WORK REQUEST: The records appear below. Copy each one exactly.

═══ EXTRACTED MATERIAL

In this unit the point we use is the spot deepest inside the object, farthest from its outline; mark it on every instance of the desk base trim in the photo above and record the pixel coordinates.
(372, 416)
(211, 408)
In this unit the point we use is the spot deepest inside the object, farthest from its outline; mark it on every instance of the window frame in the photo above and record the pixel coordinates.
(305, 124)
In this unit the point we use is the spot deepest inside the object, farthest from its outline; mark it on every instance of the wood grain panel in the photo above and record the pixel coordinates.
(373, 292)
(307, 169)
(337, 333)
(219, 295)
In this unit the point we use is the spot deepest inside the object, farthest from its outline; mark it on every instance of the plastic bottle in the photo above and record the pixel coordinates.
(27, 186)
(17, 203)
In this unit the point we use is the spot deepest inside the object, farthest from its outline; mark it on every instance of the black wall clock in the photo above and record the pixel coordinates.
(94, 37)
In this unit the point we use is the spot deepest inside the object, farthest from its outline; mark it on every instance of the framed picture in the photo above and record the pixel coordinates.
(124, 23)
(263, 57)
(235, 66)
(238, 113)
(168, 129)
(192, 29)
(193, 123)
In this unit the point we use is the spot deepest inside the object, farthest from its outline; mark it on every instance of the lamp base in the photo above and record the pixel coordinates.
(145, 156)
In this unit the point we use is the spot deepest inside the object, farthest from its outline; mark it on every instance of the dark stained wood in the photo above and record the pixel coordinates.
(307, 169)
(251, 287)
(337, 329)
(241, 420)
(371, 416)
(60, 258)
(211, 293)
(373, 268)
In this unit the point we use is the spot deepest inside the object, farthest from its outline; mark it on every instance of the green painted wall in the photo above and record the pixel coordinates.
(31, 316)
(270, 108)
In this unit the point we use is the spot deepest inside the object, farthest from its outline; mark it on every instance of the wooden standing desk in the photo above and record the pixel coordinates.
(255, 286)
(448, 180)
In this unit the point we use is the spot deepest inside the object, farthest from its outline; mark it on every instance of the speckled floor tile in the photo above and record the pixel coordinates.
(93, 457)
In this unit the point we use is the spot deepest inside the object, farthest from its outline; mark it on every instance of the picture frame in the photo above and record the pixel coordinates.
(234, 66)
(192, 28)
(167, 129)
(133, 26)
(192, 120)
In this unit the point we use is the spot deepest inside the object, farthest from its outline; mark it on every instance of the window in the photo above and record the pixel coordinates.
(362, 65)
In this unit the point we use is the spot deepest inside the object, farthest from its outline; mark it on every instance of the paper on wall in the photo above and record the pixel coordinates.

══════

RESPONSE AREA:
In this unit the point we use is the spot deepest inside the object, farthest from its outline; mark it on every instance of the desk base trim in the photo above and record the pixel coordinates.
(372, 416)
(211, 408)
In this unit the point we use is the spot deepest inside the object, farthest from its outline; mark it on every instance of the window frame in the photo above and record the pixel coordinates.
(305, 124)
In this unit the point we use is the spot deepest inside the object, farthest from its outline; mark it on every instance of the wood grain panel in the photo above and record the pixel coordinates.
(373, 292)
(307, 169)
(337, 333)
(219, 295)
In this unit the point we use is the spot deepest inside the object, farthest from its outline; mark it on every instance of the plastic bottle in the photo above and record the pixel coordinates.
(27, 186)
(17, 203)
In this unit the point we use is the spot deepest inside the object, farthest from its outline; mark it on every instance of the black wall clock in the photo above and record the pixel coordinates.
(94, 37)
In this unit the point we use is the spot deepest inside the object, farthest from its outline; mark it on every instance of the framed picture in the photo above and record the pixel coordinates.
(124, 23)
(263, 57)
(235, 66)
(238, 113)
(168, 129)
(192, 29)
(193, 123)
In this unit the point we use is the spot deepest inside the object, farthest from its outline; mark it on every instance of the lamp base in the photo above and record the pixel coordinates.
(145, 156)
In this unit the point we use is the spot deepest inside the object, farthest from its outline; mark it on every instance of the dark stained wood in the photo above and record the pixel coordinates.
(307, 169)
(251, 287)
(337, 329)
(241, 420)
(371, 416)
(60, 258)
(211, 293)
(373, 268)
In this unit the point we use is the spot deepest inside the object, farthest from its outline; mark it on every instance of the green painted wall in the photo above and record the pixel coordinates.
(31, 316)
(270, 108)
In this unit the point we use is the spot deepest inside the object, farthest from its outline; mark it on every instance of the wooden standing desk in the photo above and record the pixel coordinates.
(255, 286)
(448, 180)
In this unit the point we use is the spot deepest inside the object, farthest from its outline; mark it on every instance of the speckled floor tile in the photo above and record the pixel coordinates.
(93, 457)
In this unit the point we use is the spot deepest inside the object, farthest from its outline; mark it on every instance of the picture frame in the photo above and record the pixel coordinates.
(234, 66)
(192, 28)
(167, 129)
(133, 26)
(192, 120)
In this unit the point we use is the spot deepest inside the object, farthest from its outline; mark it on every instance of the window in the photo above and record the pixel coordinates.
(362, 65)
In this unit the point we use is the spot deepest inside the object, farthest from its outline; mark it on every instance of the paper on wall in the photo above and record the pixel coordinates.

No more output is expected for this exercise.